* Selected extract:
+++
Care for your tools

I am a big proponent of taking good care of one's tools. Take care of your tools and they will take care of you. For the purposes of the tools Northwest Axe Company is producing, we are generally talking about taking care of three types of materials: metal, wood, and leather. Each one of these requires a different kind of attention, and there are many time-tested, honored, and proven ways to go about taking good care of these materials. First and foremost, neglect and leaving tools in the elements are two major factors in deterioration of materials. Keep your tools inside if at all possible, and in a dry area. If you have a garage or workspace, great. If not, a closet will suffice. The main idea is to not let your tools sit out and go through cycles of wet and dry as this will accelerate the aging of the materials. I know, it's not rocket science, but I thought I'd state it all the same. Secondly, I recommend taking tools out to maintain them every so often, even if they have not been in use recently. Pick up that old item, dust it off, clean it, repeat the care process for it, and put it back. You'll gain satisfaction in knowing that when you are ready to use it again, it will be in great shape for you to do so. Again, there are a number of ways you can protect all of these materials, and here I'll share how I like to take care of mine.
+++
* Material for this exercise:
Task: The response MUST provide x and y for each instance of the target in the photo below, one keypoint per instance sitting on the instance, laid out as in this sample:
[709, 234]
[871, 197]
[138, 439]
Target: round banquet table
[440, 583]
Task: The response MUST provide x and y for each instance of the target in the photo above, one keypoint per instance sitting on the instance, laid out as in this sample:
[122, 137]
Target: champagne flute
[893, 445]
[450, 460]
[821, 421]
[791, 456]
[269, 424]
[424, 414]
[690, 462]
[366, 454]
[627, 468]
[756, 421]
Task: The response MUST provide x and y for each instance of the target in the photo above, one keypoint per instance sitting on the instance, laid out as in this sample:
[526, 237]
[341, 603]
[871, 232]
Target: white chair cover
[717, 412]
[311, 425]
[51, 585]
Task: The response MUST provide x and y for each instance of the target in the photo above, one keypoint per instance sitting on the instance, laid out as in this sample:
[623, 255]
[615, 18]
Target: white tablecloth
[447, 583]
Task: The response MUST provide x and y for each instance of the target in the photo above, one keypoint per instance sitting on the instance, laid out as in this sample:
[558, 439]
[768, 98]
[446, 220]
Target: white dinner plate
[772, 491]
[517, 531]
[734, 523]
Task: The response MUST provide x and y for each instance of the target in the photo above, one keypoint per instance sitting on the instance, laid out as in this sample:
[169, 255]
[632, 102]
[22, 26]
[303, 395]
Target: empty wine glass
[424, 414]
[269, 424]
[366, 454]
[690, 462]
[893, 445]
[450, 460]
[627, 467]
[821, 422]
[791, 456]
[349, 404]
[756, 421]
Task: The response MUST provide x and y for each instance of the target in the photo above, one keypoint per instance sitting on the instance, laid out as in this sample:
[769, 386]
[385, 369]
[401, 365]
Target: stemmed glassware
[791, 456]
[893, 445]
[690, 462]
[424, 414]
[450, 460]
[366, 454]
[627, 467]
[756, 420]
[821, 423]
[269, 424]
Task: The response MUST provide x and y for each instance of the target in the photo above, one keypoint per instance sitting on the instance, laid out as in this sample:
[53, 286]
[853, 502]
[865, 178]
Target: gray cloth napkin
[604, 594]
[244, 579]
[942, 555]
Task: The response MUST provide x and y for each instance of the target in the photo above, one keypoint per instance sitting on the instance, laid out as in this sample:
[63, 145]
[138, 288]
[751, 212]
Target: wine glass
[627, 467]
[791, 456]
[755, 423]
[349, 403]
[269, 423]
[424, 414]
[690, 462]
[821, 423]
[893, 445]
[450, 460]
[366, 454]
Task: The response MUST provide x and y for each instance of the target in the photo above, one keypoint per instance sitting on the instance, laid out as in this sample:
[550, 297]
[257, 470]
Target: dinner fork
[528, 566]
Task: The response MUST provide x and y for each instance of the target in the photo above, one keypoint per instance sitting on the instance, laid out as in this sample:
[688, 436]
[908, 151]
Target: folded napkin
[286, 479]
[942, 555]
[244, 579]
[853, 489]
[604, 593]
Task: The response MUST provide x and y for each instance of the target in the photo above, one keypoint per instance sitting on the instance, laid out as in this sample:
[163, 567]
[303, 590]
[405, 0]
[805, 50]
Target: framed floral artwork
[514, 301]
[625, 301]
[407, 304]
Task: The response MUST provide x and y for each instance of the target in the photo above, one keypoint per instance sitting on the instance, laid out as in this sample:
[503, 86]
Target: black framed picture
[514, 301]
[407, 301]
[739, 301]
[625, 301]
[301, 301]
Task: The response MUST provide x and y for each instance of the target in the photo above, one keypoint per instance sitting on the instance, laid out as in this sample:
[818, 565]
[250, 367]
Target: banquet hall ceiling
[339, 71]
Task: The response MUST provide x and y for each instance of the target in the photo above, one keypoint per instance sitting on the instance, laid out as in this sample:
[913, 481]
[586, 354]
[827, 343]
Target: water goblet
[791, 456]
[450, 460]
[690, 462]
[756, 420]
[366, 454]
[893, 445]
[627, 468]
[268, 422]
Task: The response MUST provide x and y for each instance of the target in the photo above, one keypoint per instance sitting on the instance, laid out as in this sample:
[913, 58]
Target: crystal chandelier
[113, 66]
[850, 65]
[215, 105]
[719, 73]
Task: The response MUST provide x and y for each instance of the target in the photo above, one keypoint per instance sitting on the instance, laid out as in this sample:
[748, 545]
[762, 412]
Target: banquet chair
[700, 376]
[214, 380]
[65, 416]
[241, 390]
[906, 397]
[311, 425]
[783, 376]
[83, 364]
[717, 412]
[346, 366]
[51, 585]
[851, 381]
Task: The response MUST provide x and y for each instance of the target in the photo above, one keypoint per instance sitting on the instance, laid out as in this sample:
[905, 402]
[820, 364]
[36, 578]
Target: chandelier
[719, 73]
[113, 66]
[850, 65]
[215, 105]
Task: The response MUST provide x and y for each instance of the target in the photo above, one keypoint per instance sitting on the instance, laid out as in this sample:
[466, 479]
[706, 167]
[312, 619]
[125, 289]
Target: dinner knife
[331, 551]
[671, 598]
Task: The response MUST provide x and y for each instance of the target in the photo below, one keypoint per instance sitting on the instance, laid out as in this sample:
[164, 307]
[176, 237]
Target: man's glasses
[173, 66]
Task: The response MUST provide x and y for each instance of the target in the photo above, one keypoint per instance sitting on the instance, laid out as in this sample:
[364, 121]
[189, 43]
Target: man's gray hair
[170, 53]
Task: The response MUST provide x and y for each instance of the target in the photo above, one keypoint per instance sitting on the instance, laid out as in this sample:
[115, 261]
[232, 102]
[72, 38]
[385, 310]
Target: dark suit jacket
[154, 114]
+++
* What to do:
a) Write out the passage on caring for your tools in full, word for word.
b) Pick out every line in the listing that contains the string "napkin", and copy each of those lines as it appears.

* Answers for this exercise:
a)
Care for your tools

I am a big proponent of taking good care of one's tools. Take care of your tools and they will take care of you. For the purposes of the tools Northwest Axe Company is producing, we are generally talking about taking care of three types of materials: metal, wood, and leather. Each one of these requires a different kind of attention, and there are many time-tested, honored, and proven ways to go about taking good care of these materials. First and foremost, neglect and leaving tools in the elements are two major factors in deterioration of materials. Keep your tools inside if at all possible, and in a dry area. If you have a garage or workspace, great. If not, a closet will suffice. The main idea is to not let your tools sit out and go through cycles of wet and dry as this will accelerate the aging of the materials. I know, it's not rocket science, but I thought I'd state it all the same. Secondly, I recommend taking tools out to maintain them every so often, even if they have not been in use recently. Pick up that old item, dust it off, clean it, repeat the care process for it, and put it back. You'll gain satisfaction in knowing that when you are ready to use it again, it will be in great shape for you to do so. Again, there are a number of ways you can protect all of these materials, and here I'll share how I like to take care of mine.

b)
Target: gray cloth napkin
Target: folded napkin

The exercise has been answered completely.